Given text:

Building Power Supply Isn’t the Only Way to Win the AI Race

September 09, 2025
AI

AI

The “AI Race” is seen as this decade’s Space Race: a signal of American leadership and competitiveness globally, and a key priority of the Trump administration. There are significant economic ramifications as well, with the U.S. AI market having the potential to measurably impact GDP beginning in 2027.

However, the future of mega-energy-intensive industries like AI depends on our power grid. Therefore, the country risks missing out on an AI economic wave — over $100 billion in market growth over the next five years — due to a lack of energy.

This potential lack of energy is somewhat of an elasticity issue. If you were to think of the grid as a rubber band, in its current form, it can stretch to accommodate more demand, but only if pulled in the right way, at the right times. That is, in meeting the need for electricity during the approximately 40 hours a year that the grid is stretched thin to its full capacity, we could unlock new capacity to expand critical industries like AI.

However, instead of strategically stretching the grid periodically as needed, regulatory conversations and political action to address our supply and demand imbalance tend to emphasize putting steel in the ground: building more of the supply-side and grid infrastructure solutions that the power industry has relied on for decades.

Even with President Trump’s efforts to accelerate new energy generation, building nuclear and natural gas power plants are still long-lead, capital-intensive projects that are a 15-year solution to a five-year problem. U.S. electricity demand is projected to grow 25% by 2030 compared to 2023 levels, outpacing supply and pushing power prices up as much as 40%.

We need immediate solutions to compete in the global AI race, and there are untapped gigawatts of power already available in our current electricity system. Instead of only adding supply, we can also reduce peak demand by aggregating large, flexible loads and other customer-sited energy assets into virtual power plants (VPPs).

Estimates gauge that this approach would unlock nearly 100 gigawatts of growth potential on our grid. Adding that same amount of capacity by building new natural gas plants would cost close to $100 billion and take years — if not over a decade — to achieve. Able to be deployed in months without costly infrastructure investments, VPPs provide flexibility to our existing grid by using customer energy assets such as flexible load reduction, battery storage systems, solar panels and smart thermostats to level supply and demand. They currently provide 30 GW to 60 GW of capacity in the U.S. — about 6-12% of the country’s total natural gas capacity — but VPPs have not reached their full potential. The Department of Energy has reported that accelerating VPP deployment to reach 80 GW to 160 GW can support the rapid rise in energy demand and help reduce price spikes.

Exercise inputs:
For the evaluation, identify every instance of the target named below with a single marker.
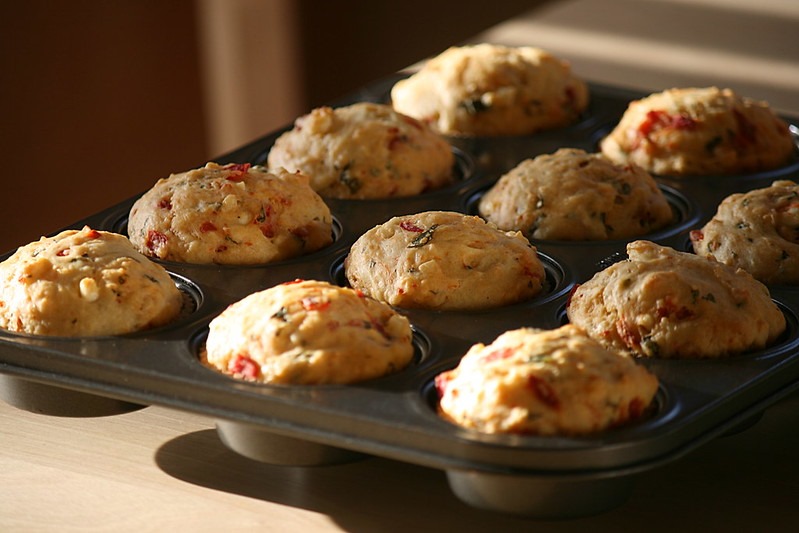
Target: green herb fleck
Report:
(281, 314)
(475, 106)
(424, 238)
(351, 182)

What to do:
1) From the grid article, return the passage word for word, starting at the words "However, instead of" and stopping after the words "on for decades.".
2) Retype all of the records above word for word, leaving out the pictures.

Answer set:
1)
However, instead of strategically stretching the grid periodically as needed, regulatory conversations and political action to address our supply and demand imbalance tend to emphasize putting steel in the ground: building more of the supply-side and grid infrastructure solutions that the power industry has relied on for decades.

2)
For the evaluation, identify every instance of the target named below with a single marker.
Target: green herb fleck
Report:
(281, 314)
(475, 106)
(424, 238)
(351, 182)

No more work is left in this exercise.